EXERCISE REQUIREMENTS:
1) Revise the exfoliation article starting with "According to Jamie" and going on through "a gentler alternative.", replacing "gentler" with "milder".
2) In the exfoliation article, what does the Sisal Wash Cloth rate on the index?
**** EXTRACT TO READ ****
Exfoliation: Knowing When Enough is Enough

Exfoliation rejuvenates those rock-hard heels, those elephant-skin elbows, those dry and scaly places, removing dead cells and opening pores so they can receive air, moisture, and nourishment. But how often, and how intensely should you exfoliate? Well, that depends on several factors, including skin type, age, and personal preference. Here’s a general overview of how to know how scrubby to go…

The Right Tool for the Job

One key element of developing a successful and satisfying exfoliation ritual, is to select the perfect scrubber. At Baudelaire, we’ve curated and crafted a range of top quality accessories, including wash cloths, sponges, gloves, mitts, and brushes.

From years of testing each tool, we’ve come up with an index to help people choose the right fit for their skin. For instance, our Sisal Wash Cloth rates at about a 2, making it an extremely soft accessory, a likely fit for facial use or for someone with a sensitive epidermis.

On the other end of the spectrum, you’ll find the Sisal & Horsehair Bath Glove, which rates at about an 8, giving it more serious exfoliating power. In the middle are the Cedar Bath Brushes, which come in at about a 4—a great choice for regular use and excellent for the home spa.

Which one sounds like you? You may have to try a few to zero in on your perfect match. But once you’ve found it, don’t forget that frequency of use also plays an important role.

How Often is Too Often?

This truly depends on your own skin. Is it dry, oily, sensitive, rough? Our skin is as unique as ourselves, so you have to go by what works for you. A good approach is to start small and work your way up. If you are just introducing exfoliation into your routine, try adding it once or twice a week.

If your skin seems to respond well, you might try incorporating an additional dry brushing session. However, if your skin tends to be sensitive and reacts negatively, it may be time for a timeout.

According to Jamie Starkey, Lead Acupuncturist at the Cleveland Clinic’s Center for Integrative Medicine, you shouldn’t “ever brush over areas of infection, redness or general irritation.” And if your skin becomes irritated or inflamed as a result of exfoliation, you should stop until it is fully healed and then reintroduce the practice using a gentler alternative.

Once you have a pattern down, don’t get too comfortable because you may need to revisit it. Remember that your skin changes over time. A shift in season can easily bring on unexpected dryness, leaving your skin more vulnerable. Or a change in hormones (this happens as you age) might upset your usual routine, affecting the way your skin reacts to products or rituals that may have previously worked well.

What’s the golden rule? Listen to your skin…ALWAYS! Keep this in the back of your mind as a mantra and adjust accordingly. And have fun! Exploring new ways to enhance your well-being is an opportunity to find out what makes you (and your skin) feel good.
**** INFORMATION SUPPLIED ****
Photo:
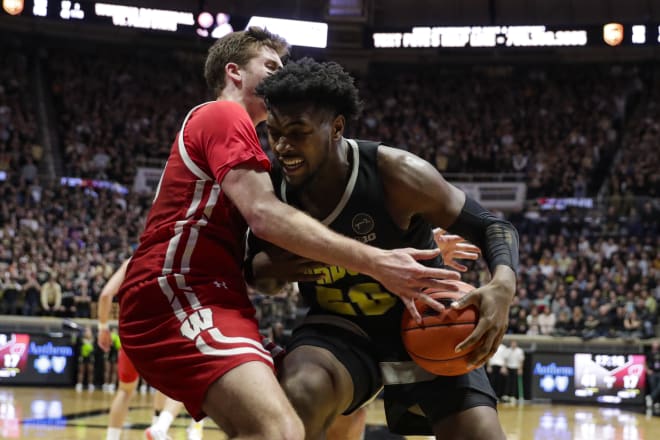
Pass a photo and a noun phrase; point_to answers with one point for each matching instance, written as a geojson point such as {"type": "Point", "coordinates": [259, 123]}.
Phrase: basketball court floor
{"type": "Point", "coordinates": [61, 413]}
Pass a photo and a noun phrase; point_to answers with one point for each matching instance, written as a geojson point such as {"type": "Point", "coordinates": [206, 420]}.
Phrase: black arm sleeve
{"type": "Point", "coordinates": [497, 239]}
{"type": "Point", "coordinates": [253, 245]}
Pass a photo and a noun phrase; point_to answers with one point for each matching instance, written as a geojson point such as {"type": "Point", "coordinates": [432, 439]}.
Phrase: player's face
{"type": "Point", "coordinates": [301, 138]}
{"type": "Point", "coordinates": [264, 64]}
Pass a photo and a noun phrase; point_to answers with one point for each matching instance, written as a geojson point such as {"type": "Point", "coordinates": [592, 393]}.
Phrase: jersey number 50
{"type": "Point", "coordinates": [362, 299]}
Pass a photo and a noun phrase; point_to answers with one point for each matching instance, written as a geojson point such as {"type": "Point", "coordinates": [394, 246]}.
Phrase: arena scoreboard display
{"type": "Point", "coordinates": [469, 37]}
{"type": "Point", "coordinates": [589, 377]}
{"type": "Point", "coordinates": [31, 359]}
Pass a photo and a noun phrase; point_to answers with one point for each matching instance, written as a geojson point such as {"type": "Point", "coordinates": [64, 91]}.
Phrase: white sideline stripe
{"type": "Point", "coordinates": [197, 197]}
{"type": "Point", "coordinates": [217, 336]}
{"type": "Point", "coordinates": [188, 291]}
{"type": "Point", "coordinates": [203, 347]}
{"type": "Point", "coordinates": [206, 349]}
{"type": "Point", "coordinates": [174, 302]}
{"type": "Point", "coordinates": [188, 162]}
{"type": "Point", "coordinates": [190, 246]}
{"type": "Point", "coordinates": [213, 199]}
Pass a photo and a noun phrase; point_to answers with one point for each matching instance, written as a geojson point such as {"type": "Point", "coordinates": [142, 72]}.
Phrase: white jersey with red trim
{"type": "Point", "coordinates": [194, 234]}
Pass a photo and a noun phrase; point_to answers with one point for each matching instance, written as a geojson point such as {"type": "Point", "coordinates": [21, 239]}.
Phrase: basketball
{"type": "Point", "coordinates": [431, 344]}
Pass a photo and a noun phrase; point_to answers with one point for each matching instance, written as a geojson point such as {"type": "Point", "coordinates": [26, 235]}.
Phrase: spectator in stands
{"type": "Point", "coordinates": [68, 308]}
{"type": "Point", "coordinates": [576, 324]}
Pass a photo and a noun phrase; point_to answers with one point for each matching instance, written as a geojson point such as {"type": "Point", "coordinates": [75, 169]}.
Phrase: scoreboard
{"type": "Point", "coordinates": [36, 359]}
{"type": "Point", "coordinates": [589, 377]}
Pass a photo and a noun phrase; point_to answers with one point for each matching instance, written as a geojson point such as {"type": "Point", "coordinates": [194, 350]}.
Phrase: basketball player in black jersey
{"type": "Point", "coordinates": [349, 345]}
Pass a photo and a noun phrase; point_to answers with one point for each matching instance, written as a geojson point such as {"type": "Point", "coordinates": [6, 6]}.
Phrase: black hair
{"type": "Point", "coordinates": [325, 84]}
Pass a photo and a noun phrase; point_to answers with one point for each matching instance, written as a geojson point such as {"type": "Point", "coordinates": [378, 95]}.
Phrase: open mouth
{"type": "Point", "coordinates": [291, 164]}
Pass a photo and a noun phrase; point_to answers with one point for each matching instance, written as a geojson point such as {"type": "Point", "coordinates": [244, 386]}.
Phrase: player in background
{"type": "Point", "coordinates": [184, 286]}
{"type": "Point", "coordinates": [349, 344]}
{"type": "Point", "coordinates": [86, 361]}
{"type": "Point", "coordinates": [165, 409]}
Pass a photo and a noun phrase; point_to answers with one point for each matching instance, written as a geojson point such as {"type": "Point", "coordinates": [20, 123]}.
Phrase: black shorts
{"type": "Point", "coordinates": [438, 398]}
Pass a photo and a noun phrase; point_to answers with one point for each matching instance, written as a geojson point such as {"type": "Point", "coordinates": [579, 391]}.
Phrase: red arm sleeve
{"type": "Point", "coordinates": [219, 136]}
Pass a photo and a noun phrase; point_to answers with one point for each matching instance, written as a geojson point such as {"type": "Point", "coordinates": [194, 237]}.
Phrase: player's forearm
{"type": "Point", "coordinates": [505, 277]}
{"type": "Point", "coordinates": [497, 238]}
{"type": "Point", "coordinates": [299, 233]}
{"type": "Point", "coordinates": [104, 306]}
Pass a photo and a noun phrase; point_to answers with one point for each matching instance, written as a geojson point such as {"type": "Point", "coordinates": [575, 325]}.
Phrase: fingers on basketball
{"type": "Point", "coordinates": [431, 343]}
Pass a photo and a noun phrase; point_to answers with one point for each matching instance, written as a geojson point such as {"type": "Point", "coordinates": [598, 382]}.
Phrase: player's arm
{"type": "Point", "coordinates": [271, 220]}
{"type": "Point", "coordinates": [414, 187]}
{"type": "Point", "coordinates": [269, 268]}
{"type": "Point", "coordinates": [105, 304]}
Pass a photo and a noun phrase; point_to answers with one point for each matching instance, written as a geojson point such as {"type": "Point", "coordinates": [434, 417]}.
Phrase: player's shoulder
****
RESPONSES BY ITEM NUMBER:
1)
According to Jamie Starkey, Lead Acupuncturist at the Cleveland Clinic’s Center for Integrative Medicine, you shouldn’t “ever brush over areas of infection, redness or general irritation.” And if your skin becomes irritated or inflamed as a result of exfoliation, you should stop until it is fully healed and then reintroduce the practice using a milder alternative.

2) About a 2.